Exercise details: Update everything from "Query: flower center" down to "96 129 L 95" by replacing "sample" with "template" and changing nothing else.

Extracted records
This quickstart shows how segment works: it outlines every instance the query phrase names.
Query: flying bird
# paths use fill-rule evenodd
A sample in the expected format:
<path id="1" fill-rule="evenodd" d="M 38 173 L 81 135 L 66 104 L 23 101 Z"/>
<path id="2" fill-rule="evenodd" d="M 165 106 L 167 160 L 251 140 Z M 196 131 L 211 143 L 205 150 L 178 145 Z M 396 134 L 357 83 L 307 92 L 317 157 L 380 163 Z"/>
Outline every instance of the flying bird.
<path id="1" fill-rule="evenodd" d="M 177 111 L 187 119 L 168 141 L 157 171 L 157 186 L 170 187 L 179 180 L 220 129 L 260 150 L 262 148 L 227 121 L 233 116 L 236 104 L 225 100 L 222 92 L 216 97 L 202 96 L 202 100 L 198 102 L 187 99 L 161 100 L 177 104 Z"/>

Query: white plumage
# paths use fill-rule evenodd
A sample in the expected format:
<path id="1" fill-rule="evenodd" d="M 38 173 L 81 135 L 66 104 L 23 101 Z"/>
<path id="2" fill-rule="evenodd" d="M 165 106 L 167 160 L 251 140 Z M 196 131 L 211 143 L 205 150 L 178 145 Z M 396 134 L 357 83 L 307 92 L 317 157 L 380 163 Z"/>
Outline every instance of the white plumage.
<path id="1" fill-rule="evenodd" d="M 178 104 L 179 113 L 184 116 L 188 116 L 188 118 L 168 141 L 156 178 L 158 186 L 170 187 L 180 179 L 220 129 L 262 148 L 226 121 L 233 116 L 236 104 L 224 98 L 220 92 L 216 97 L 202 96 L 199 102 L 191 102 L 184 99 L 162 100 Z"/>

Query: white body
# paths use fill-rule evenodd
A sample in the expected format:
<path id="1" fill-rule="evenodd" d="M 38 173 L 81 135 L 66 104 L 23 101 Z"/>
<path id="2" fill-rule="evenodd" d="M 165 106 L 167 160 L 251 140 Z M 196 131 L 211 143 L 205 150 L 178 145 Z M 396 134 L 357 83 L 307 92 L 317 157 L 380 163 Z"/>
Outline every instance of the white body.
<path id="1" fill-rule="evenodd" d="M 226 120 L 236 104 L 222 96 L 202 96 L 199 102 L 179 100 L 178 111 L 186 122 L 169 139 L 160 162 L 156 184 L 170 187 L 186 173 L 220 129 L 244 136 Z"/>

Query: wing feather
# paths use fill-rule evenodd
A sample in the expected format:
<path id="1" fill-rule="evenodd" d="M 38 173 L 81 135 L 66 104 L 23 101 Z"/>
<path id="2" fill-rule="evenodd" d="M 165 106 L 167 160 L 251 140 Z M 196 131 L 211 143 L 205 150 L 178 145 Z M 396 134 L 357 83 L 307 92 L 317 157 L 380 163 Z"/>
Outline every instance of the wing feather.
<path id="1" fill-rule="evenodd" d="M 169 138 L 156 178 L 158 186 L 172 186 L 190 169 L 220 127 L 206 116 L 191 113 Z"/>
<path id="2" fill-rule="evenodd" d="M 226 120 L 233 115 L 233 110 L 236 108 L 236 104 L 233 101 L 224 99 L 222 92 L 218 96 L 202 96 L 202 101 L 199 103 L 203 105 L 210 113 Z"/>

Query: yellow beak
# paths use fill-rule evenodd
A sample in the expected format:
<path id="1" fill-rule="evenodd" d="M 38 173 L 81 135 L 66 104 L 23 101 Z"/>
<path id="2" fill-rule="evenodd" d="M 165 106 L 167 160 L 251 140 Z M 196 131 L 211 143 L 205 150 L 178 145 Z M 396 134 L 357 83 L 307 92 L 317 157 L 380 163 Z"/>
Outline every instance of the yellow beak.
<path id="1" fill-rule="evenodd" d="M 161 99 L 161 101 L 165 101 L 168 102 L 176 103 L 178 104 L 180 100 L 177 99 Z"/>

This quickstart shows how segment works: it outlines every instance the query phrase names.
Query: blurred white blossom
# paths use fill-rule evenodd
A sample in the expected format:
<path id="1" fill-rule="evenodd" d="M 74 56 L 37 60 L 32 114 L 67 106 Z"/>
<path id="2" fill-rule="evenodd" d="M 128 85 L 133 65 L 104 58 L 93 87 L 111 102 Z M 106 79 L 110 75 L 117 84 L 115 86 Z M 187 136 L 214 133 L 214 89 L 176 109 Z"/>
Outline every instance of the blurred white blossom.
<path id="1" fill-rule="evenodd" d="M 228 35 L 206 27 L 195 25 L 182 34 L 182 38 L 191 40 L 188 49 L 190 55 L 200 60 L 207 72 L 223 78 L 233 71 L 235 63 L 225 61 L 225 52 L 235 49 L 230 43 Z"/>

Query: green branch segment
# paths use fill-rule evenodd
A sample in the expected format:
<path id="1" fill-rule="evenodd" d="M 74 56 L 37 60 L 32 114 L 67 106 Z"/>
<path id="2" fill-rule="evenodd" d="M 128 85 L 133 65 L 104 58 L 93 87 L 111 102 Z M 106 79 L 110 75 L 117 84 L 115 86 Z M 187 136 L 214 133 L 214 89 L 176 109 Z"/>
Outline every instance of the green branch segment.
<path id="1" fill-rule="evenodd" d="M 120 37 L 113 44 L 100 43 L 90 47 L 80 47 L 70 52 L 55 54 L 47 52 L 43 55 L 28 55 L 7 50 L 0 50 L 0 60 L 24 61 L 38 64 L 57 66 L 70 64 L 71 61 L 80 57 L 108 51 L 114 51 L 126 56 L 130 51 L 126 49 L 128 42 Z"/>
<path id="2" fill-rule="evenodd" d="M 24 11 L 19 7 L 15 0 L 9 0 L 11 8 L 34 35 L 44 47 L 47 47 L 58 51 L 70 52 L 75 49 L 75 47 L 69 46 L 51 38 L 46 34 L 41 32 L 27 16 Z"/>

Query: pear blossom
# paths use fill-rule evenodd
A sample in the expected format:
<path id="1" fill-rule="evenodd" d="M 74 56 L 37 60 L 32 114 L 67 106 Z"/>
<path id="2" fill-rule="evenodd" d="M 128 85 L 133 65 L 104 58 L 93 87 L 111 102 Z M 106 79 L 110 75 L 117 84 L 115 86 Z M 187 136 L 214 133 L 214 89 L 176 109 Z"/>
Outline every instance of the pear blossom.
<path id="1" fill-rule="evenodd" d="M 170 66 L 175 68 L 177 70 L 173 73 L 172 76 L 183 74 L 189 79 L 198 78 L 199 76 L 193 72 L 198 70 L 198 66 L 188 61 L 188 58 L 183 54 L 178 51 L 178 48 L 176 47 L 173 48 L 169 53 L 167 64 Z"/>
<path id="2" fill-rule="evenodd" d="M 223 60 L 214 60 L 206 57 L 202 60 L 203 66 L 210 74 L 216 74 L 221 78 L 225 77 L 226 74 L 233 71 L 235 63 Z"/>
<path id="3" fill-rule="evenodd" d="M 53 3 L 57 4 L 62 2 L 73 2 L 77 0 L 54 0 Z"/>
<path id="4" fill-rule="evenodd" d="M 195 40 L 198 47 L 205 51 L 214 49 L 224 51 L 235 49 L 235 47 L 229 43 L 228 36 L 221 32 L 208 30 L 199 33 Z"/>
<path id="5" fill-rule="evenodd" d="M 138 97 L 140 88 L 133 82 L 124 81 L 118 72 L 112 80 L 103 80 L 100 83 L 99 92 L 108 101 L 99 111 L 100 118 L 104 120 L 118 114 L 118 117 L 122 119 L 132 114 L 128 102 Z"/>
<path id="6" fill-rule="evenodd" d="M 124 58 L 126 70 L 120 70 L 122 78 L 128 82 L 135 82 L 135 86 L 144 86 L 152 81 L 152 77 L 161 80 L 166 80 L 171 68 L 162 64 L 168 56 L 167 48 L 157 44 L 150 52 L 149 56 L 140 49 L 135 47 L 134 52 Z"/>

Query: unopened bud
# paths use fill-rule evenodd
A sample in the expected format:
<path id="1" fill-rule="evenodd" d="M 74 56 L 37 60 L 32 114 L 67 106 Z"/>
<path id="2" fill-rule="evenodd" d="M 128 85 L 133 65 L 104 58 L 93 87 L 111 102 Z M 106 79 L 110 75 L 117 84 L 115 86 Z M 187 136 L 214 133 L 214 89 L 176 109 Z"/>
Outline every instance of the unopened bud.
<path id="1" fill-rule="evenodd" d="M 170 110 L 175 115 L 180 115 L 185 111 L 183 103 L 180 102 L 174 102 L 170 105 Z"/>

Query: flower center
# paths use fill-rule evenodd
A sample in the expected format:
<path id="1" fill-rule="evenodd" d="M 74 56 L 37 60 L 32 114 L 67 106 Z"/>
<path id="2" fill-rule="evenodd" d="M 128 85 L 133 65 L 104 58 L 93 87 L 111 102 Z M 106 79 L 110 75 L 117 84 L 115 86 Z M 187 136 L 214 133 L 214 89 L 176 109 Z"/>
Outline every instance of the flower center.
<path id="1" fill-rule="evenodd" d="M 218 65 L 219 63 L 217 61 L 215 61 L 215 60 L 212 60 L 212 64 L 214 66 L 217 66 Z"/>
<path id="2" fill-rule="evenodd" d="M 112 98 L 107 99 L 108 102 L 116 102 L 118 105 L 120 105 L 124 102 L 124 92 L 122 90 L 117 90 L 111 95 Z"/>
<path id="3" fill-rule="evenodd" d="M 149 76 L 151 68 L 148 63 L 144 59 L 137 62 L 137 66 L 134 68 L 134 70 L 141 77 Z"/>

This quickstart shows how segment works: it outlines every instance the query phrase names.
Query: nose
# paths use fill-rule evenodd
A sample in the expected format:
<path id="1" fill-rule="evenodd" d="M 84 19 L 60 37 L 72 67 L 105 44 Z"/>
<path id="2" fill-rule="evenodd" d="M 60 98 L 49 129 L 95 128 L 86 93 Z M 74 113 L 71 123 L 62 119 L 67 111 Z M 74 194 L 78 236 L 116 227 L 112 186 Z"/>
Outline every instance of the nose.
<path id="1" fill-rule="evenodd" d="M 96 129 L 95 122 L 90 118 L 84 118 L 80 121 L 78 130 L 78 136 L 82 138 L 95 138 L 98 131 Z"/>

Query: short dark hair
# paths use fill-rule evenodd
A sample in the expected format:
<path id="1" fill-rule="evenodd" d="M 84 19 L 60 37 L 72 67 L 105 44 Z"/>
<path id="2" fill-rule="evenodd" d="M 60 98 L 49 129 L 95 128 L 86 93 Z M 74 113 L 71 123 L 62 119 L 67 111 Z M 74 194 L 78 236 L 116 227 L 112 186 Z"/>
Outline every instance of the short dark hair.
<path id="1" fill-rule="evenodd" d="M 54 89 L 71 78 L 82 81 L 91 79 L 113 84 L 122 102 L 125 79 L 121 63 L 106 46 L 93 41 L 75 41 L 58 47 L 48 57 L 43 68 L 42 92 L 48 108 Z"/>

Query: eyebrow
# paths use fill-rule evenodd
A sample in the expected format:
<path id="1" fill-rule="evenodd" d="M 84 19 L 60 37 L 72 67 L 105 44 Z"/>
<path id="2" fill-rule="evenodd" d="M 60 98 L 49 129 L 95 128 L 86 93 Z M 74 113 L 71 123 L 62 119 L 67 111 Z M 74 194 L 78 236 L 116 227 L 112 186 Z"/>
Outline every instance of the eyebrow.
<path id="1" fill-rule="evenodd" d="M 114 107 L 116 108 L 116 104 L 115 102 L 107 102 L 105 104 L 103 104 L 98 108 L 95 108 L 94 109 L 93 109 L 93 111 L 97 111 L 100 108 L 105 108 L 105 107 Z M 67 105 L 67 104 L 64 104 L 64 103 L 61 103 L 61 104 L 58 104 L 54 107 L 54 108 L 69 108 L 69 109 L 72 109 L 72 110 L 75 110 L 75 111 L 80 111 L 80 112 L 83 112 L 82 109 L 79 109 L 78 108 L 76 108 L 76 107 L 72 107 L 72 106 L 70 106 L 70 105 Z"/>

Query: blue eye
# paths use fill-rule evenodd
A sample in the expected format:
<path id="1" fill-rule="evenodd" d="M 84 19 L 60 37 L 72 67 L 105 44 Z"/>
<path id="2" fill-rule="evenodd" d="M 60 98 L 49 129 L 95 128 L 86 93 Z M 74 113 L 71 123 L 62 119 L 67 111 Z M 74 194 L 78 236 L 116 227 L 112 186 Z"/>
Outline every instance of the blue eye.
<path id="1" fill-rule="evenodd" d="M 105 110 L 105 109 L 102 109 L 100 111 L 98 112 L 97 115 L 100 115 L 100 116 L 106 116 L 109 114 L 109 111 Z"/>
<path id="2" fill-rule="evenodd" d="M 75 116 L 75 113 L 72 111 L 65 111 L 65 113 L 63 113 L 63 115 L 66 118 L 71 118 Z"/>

Response to the task:
Query: flower center
# paths use fill-rule evenodd
A template in the expected format:
<path id="1" fill-rule="evenodd" d="M 74 56 L 37 60 L 32 114 L 67 106 Z"/>
<path id="2" fill-rule="evenodd" d="M 128 85 L 133 65 L 104 58 L 93 87 L 111 102 Z M 106 79 L 110 75 L 117 84 L 115 86 Z M 187 136 L 214 133 L 214 89 L 176 109 Z"/>
Outline every instance of the flower center.
<path id="1" fill-rule="evenodd" d="M 218 65 L 219 63 L 217 61 L 215 61 L 215 60 L 212 60 L 212 64 L 214 66 L 217 66 Z"/>
<path id="2" fill-rule="evenodd" d="M 112 98 L 107 99 L 108 102 L 116 102 L 118 105 L 120 105 L 124 102 L 124 92 L 122 90 L 117 90 L 111 95 Z"/>
<path id="3" fill-rule="evenodd" d="M 149 76 L 151 68 L 148 63 L 144 59 L 137 62 L 137 66 L 134 68 L 134 70 L 141 77 Z"/>

This quickstart shows how segment works: it outlines every instance the query phrase names.
Query: nose
# paths use fill-rule evenodd
A template in the expected format:
<path id="1" fill-rule="evenodd" d="M 84 19 L 60 37 L 72 67 L 105 44 Z"/>
<path id="2" fill-rule="evenodd" d="M 60 98 L 49 129 L 95 128 L 86 93 Z M 74 113 L 71 123 L 62 119 L 67 111 Z M 74 194 L 78 236 L 116 227 L 112 186 Z"/>
Outline every instance of the nose.
<path id="1" fill-rule="evenodd" d="M 96 129 L 95 122 L 90 118 L 84 118 L 80 121 L 78 130 L 78 136 L 82 138 L 95 138 L 98 131 Z"/>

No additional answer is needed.